>> start
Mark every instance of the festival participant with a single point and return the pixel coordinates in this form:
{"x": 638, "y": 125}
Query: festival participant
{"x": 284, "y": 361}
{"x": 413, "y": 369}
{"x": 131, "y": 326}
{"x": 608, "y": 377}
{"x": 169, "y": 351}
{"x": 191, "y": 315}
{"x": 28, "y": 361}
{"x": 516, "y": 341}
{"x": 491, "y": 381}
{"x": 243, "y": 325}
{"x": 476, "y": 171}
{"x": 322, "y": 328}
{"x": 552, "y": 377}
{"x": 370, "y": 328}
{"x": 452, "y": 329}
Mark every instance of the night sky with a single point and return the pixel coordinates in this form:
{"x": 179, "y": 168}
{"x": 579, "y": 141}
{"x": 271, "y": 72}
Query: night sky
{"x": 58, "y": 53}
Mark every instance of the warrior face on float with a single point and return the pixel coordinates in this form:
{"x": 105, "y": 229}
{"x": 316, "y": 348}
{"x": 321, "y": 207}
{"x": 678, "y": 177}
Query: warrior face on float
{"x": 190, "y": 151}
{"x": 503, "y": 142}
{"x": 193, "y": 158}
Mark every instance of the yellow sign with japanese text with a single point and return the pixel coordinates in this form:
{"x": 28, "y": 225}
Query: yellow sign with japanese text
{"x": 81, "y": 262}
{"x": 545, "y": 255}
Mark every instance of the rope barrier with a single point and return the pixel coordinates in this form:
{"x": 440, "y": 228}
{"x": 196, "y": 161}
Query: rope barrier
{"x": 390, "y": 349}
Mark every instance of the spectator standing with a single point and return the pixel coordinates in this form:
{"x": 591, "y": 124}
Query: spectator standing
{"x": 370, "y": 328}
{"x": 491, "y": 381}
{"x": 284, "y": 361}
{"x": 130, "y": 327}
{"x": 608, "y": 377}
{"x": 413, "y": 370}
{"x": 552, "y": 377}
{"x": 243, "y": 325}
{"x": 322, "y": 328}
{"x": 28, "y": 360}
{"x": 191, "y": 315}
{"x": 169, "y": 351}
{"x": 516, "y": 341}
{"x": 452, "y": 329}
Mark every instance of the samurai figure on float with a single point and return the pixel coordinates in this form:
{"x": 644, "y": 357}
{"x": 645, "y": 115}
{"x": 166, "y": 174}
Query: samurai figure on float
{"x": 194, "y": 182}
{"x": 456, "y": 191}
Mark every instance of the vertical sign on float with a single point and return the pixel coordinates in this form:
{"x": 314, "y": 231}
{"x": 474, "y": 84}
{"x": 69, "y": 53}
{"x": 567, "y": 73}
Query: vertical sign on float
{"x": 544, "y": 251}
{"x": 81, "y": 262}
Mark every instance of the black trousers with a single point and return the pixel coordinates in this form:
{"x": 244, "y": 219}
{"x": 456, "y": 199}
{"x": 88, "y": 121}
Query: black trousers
>> end
EXERCISE BRIEF = Return every line of the data above unchanged and in its original order.

RESULT =
Mark every instance of the festival participant with a single point and return the pixel coordinates in this form:
{"x": 638, "y": 125}
Query: festival participant
{"x": 284, "y": 361}
{"x": 413, "y": 369}
{"x": 131, "y": 326}
{"x": 608, "y": 377}
{"x": 169, "y": 351}
{"x": 191, "y": 315}
{"x": 28, "y": 361}
{"x": 516, "y": 341}
{"x": 491, "y": 381}
{"x": 243, "y": 325}
{"x": 476, "y": 171}
{"x": 322, "y": 328}
{"x": 552, "y": 377}
{"x": 370, "y": 328}
{"x": 452, "y": 329}
Mark every instance of the night sky with a single point and return the pixel coordinates in this form:
{"x": 179, "y": 168}
{"x": 579, "y": 141}
{"x": 271, "y": 72}
Query: night sky
{"x": 58, "y": 53}
Mark every instance of the warrior face on float with a single point and return the pixel coordinates in this form:
{"x": 105, "y": 229}
{"x": 316, "y": 348}
{"x": 321, "y": 207}
{"x": 678, "y": 177}
Query: warrior face on float
{"x": 190, "y": 151}
{"x": 503, "y": 142}
{"x": 193, "y": 158}
Mark every instance of the yellow sign with japanese text with a single point and return the pixel coordinates in this form:
{"x": 28, "y": 225}
Query: yellow sign with japanese text
{"x": 81, "y": 262}
{"x": 545, "y": 255}
Mark every instance of the rope barrier with a single point and return the pixel coordinates in this form:
{"x": 440, "y": 228}
{"x": 196, "y": 161}
Query: rope barrier
{"x": 390, "y": 349}
Mark every instance of the spectator standing with a single point and return the pixel coordinates in this form:
{"x": 591, "y": 124}
Query: spectator standing
{"x": 370, "y": 328}
{"x": 491, "y": 381}
{"x": 284, "y": 361}
{"x": 130, "y": 327}
{"x": 608, "y": 377}
{"x": 413, "y": 370}
{"x": 552, "y": 377}
{"x": 243, "y": 325}
{"x": 322, "y": 328}
{"x": 28, "y": 360}
{"x": 191, "y": 315}
{"x": 169, "y": 351}
{"x": 516, "y": 341}
{"x": 452, "y": 329}
Mark every instance of the samurai figure on float with a single point and return the pixel coordinates in this form:
{"x": 644, "y": 357}
{"x": 645, "y": 115}
{"x": 166, "y": 174}
Query: samurai figure on float
{"x": 194, "y": 182}
{"x": 456, "y": 191}
Mark every instance of the vertical sign on float with a single point and return the pixel coordinates in this form:
{"x": 314, "y": 231}
{"x": 474, "y": 84}
{"x": 69, "y": 53}
{"x": 567, "y": 73}
Query: vertical sign on float
{"x": 544, "y": 251}
{"x": 81, "y": 262}
Mark every instance of the black trousers with a single point and return the pixel coordinates in this form:
{"x": 244, "y": 219}
{"x": 456, "y": 199}
{"x": 88, "y": 121}
Query: black trousers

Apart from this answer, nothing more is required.